Text under study –

There is a sense of post-modern euphoria that we have broken free from the past and that old modernist theories are as redundant as their hierarchies of class, culture and taste, to name but three; we have reached some kind of e-topia. These utopian concepts partly came out of the sixties counter culture that reacted against modernism’s perceived authoritarianism- one thinks of Apple, a product of Californian sunshine and LSD, offering us an alternative world, a technological vision with a Byrdsian soundtrack, an alternative to the grey corporatism of the monolithic and historically dubious IBM. In eschewing modernist theories along with all the modernist inequities, are we in danger of throwing the theoretical baby out with the modernist bathwater?

In fact, the optimism surrounding the Internet and the World Wide Web as a communications tool has modernist utopian overtones, because modernism itself was, to many modernists, also a utopia. The web can be seen as a social condenser. The social condenser is a Soviet Constructivist theory about architectural space and how it has the ability to influence behaviour. Does not the ‘architecture’ of the WWW, a public space, break down perceived hierarchies and create an environment that allows and encourages communities to interact? Looked at this way, the computer becomes the liberation machine in a similar vein to modernism’s architectural ‘machines for living’ that were meant to somehow improve us.

There are also ideas pertaining to the pre-psychedelia, 1950s modernism of the International Typographical Style and its demand for clarity in design that are useful to us when trying to articulate the utopian nature of the Web. In web design Usability Heuristics demands similar things from its designers. The doctrine of usability suggests that with usability comes sociability.

Data provided –
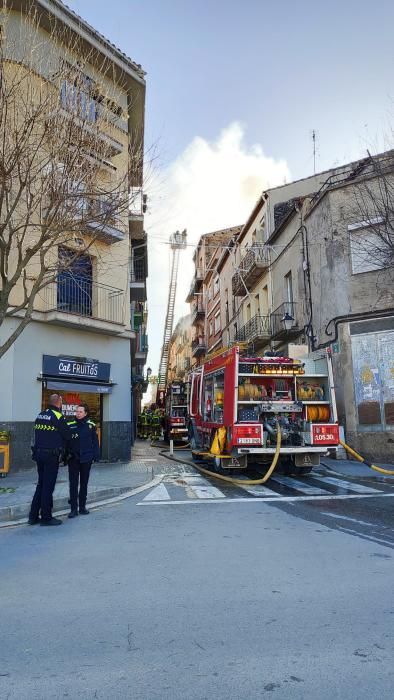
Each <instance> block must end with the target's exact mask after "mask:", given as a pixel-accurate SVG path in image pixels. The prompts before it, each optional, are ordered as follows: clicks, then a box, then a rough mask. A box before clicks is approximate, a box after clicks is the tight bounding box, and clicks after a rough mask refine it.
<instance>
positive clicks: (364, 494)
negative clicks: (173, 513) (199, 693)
mask: <svg viewBox="0 0 394 700" xmlns="http://www.w3.org/2000/svg"><path fill="white" fill-rule="evenodd" d="M379 497H380V498H392V497H394V493H382V492H380V493H379ZM355 498H358V499H360V498H376V494H374V493H353V494H339V495H335V494H330V495H327V496H278V498H272V496H251V497H248V496H247V497H246V498H225V499H224V500H223V499H218V498H208V499H205V498H194V499H186V500H184V501H173V500H170V501H151V502H150V503H146V502H145V499H144V500H143V501H141V502H140V503H137V506H148V505H149V506H160V505H163V506H171V505H172V506H192V505H203V504H207V503H223V504H224V503H258V502H261V501H264V502H265V503H279V502H285V503H286V502H287V503H291V502H293V501H294V502H295V501H316V500H321V501H348V500H351V499H355Z"/></svg>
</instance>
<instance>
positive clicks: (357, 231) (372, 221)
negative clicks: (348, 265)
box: [348, 216, 393, 275]
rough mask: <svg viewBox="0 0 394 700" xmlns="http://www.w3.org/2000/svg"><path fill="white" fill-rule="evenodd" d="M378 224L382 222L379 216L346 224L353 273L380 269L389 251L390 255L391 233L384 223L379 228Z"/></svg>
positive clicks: (383, 267)
mask: <svg viewBox="0 0 394 700" xmlns="http://www.w3.org/2000/svg"><path fill="white" fill-rule="evenodd" d="M380 224H384V220H383V218H382V217H381V216H380V217H376V218H375V219H370V220H369V221H361V222H359V223H355V224H350V225H349V226H348V231H349V238H350V256H351V263H352V273H353V274H354V275H358V274H360V273H362V272H373V271H374V270H381V269H382V268H384V267H386V266H387V264H388V262H389V260H390V253H391V255H392V246H393V241H392V240H391V237H392V234H391V232H388V231H387V230H386V229H385V227H384V225H382V227H381V230H380V227H379V225H380Z"/></svg>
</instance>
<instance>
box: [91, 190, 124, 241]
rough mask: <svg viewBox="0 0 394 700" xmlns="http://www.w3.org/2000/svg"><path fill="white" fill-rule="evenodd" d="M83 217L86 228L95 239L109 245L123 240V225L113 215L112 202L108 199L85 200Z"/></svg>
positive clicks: (101, 198) (114, 216)
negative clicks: (104, 242) (88, 230)
mask: <svg viewBox="0 0 394 700" xmlns="http://www.w3.org/2000/svg"><path fill="white" fill-rule="evenodd" d="M83 215H84V216H86V218H87V221H86V228H87V229H88V230H89V231H91V232H92V233H93V234H94V237H95V238H96V239H98V240H101V241H104V242H105V243H109V244H110V245H112V244H113V243H119V241H124V240H125V232H124V225H123V223H122V221H121V219H120V218H119V216H116V214H115V211H114V202H113V201H112V200H110V199H109V198H108V197H97V198H95V199H91V200H89V199H88V200H86V201H85V204H84V208H83ZM95 217H96V218H95Z"/></svg>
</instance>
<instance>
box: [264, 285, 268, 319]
mask: <svg viewBox="0 0 394 700" xmlns="http://www.w3.org/2000/svg"><path fill="white" fill-rule="evenodd" d="M268 309H269V303H268V286H267V285H265V286H264V287H263V316H268Z"/></svg>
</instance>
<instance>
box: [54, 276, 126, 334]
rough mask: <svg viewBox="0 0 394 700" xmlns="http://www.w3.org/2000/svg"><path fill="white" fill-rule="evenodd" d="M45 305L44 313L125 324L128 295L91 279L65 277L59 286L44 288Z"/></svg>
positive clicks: (59, 276) (60, 282) (60, 276)
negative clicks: (49, 313) (124, 313)
mask: <svg viewBox="0 0 394 700" xmlns="http://www.w3.org/2000/svg"><path fill="white" fill-rule="evenodd" d="M43 301H44V305H43V306H44V308H43V309H42V310H43V311H58V312H60V313H65V314H76V315H78V316H87V317H90V318H93V319H99V320H102V321H110V322H112V323H123V302H124V292H123V291H122V290H121V289H117V288H116V287H110V286H108V285H106V284H97V282H93V281H92V280H91V279H89V278H87V277H77V276H75V275H72V274H71V273H67V272H65V273H62V274H61V275H59V278H58V280H57V281H56V282H52V283H51V284H49V285H48V286H47V287H45V288H44V290H43Z"/></svg>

Using the information –
a: In the essay on modernism and the web, what is the social condenser?
b: Please render the rows as a numbered list, starting at the beginning of the rows and ending at the line that contains "negative clicks: (173, 513) (199, 693)", with blank lines and the picture left out.
The essay on modernism and the web has nothing to do with the rows.

Answers provided –
a: It is a Soviet Constructivist theory about architectural space and how it can influence behavior.

b:
1. Each <instance> block must end with the target's exact mask after "mask:", given as a pixel-accurate SVG path in image pixels. The prompts before it, each optional, are ordered as follows: clicks, then a box, then a rough mask. A box before clicks is approximate, a box after clicks is the tight bounding box, and clicks after a rough mask refine it.
2. <instance>
3. positive clicks: (364, 494)
4. negative clicks: (173, 513) (199, 693)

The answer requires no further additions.